EXTRACTED DATA -
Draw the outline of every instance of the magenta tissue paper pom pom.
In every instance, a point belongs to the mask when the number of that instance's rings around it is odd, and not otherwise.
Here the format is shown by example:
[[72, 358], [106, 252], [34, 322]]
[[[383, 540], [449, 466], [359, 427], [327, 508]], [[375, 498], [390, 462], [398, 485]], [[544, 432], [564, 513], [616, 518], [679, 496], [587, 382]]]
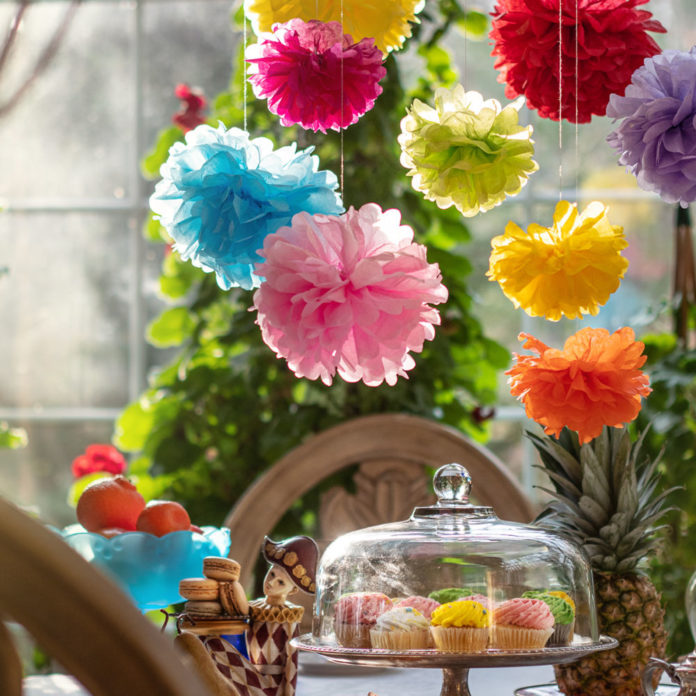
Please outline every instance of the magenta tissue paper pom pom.
[[437, 264], [398, 210], [367, 203], [340, 216], [298, 213], [264, 240], [254, 294], [263, 340], [297, 377], [368, 386], [397, 377], [435, 336], [447, 300]]
[[346, 128], [382, 93], [382, 52], [370, 38], [353, 43], [340, 22], [291, 19], [259, 38], [246, 50], [249, 81], [284, 126]]

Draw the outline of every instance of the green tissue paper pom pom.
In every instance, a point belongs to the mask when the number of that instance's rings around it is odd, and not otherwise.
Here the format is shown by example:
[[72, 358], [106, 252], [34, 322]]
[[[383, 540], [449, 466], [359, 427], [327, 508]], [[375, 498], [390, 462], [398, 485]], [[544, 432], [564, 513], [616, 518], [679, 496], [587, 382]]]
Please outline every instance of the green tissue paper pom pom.
[[539, 165], [532, 127], [519, 125], [523, 99], [502, 107], [461, 85], [414, 100], [401, 121], [401, 164], [412, 185], [440, 208], [472, 217], [519, 193]]

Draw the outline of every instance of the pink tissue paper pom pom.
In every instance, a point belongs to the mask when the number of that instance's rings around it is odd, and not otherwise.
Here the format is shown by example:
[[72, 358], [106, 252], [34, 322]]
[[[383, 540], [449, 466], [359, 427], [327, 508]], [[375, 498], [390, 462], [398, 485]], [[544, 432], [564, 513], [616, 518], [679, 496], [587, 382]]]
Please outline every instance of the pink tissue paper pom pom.
[[254, 294], [263, 340], [297, 377], [374, 387], [415, 366], [447, 300], [440, 268], [398, 210], [367, 203], [343, 215], [298, 213], [264, 240]]
[[259, 39], [246, 50], [249, 82], [284, 126], [346, 128], [382, 93], [382, 52], [370, 38], [353, 43], [340, 22], [291, 19]]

TASK DETAILS -
With the images removed, reproduce all the material above word for word.

REPLY -
Draw the outline of every instance of the magenta tissue paper pom pom.
In every instance, a point belongs to the mask when the number of that instance's rings around it is odd, and not otherwise.
Here the format is shown by example:
[[72, 358], [106, 252], [34, 322]]
[[[383, 540], [449, 466], [359, 427], [327, 508]], [[375, 498], [390, 462], [398, 485]], [[544, 432], [564, 513], [616, 518], [679, 496], [587, 382]]]
Please outline every instance of the magenta tissue paper pom pom.
[[437, 264], [398, 210], [367, 203], [340, 216], [298, 213], [264, 240], [254, 294], [263, 340], [297, 377], [368, 386], [397, 377], [435, 336], [447, 300]]
[[346, 128], [382, 93], [382, 52], [370, 38], [353, 43], [340, 22], [291, 19], [259, 38], [246, 50], [249, 81], [284, 126]]

Draw the outline of every instance of the green tissue paper pom pom.
In every instance, a point belongs to the mask when the number of that instance's rings around it is odd, and not otherwise.
Here the format is shown by example:
[[72, 358], [106, 252], [34, 322]]
[[[383, 540], [449, 466], [359, 427], [327, 508]], [[375, 498], [390, 462], [398, 485]], [[544, 432], [564, 513], [616, 518], [679, 496], [587, 382]]]
Please outline every instance of the green tissue paper pom pom.
[[539, 165], [532, 127], [519, 125], [523, 99], [502, 107], [461, 85], [414, 100], [401, 121], [401, 164], [412, 185], [440, 208], [472, 217], [519, 193]]

Draw the outline of every instance of the pink tissue paper pom pom.
In every instance, a point belongs to the mask when the number of that instance's rings around it is odd, and not otherwise.
Here the format is shown by example:
[[72, 358], [106, 252], [34, 322]]
[[[383, 540], [449, 466], [359, 427], [327, 508]], [[375, 498], [390, 462], [398, 485]], [[544, 432], [564, 513], [616, 518], [679, 496], [587, 382]]]
Please outline every instance of the pink tissue paper pom pom.
[[254, 294], [263, 340], [297, 377], [374, 387], [415, 366], [447, 300], [440, 268], [398, 210], [367, 203], [343, 215], [298, 213], [264, 240]]
[[259, 39], [246, 50], [249, 82], [284, 126], [346, 128], [382, 93], [382, 52], [370, 38], [353, 43], [340, 22], [291, 19]]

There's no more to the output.